▶ [Goal] Pick out each line in the entries below that contains the word "blue", and copy those lines. Capitalization must match.

(Dataset rows)
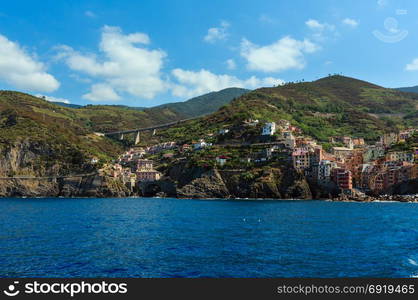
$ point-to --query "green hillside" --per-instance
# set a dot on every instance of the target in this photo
(38, 137)
(411, 89)
(202, 105)
(334, 105)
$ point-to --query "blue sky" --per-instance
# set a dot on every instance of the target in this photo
(144, 53)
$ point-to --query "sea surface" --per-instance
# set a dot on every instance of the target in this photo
(146, 237)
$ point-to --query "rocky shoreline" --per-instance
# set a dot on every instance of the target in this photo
(381, 198)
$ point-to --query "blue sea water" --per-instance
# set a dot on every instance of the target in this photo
(148, 237)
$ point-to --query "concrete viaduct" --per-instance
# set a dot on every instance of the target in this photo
(137, 131)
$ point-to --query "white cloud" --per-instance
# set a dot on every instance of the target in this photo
(230, 64)
(413, 66)
(101, 92)
(382, 3)
(314, 24)
(22, 70)
(53, 99)
(191, 83)
(320, 31)
(217, 33)
(90, 14)
(125, 66)
(266, 19)
(286, 53)
(350, 22)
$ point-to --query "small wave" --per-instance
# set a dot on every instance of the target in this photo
(412, 262)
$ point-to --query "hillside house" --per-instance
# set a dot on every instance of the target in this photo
(269, 129)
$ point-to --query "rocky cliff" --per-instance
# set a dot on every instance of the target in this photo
(35, 169)
(276, 183)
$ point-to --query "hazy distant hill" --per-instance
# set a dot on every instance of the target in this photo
(334, 105)
(68, 104)
(412, 89)
(204, 104)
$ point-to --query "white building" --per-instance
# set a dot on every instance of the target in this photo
(324, 170)
(201, 144)
(221, 160)
(269, 129)
(289, 140)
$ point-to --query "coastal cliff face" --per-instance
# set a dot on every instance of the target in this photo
(40, 160)
(88, 186)
(213, 183)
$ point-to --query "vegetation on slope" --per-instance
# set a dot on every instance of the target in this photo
(334, 105)
(202, 105)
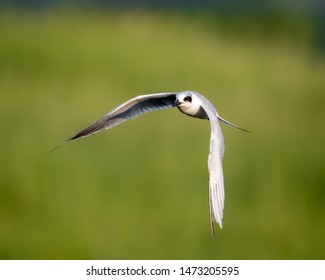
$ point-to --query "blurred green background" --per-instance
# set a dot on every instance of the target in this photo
(139, 191)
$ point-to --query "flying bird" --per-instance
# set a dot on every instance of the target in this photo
(192, 104)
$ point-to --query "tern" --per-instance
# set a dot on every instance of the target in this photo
(192, 104)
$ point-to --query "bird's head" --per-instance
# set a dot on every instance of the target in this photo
(188, 103)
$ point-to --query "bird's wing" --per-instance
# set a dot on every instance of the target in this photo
(129, 110)
(216, 184)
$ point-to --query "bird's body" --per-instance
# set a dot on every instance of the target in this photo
(192, 104)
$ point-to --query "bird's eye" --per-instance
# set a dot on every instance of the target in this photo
(188, 98)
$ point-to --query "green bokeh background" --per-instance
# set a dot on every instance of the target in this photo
(139, 191)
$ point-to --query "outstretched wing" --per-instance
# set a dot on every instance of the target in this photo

▶ [Output]
$ point-to --query "blue sky" --per-instance
$ point-to --query "blue sea water" --per-instance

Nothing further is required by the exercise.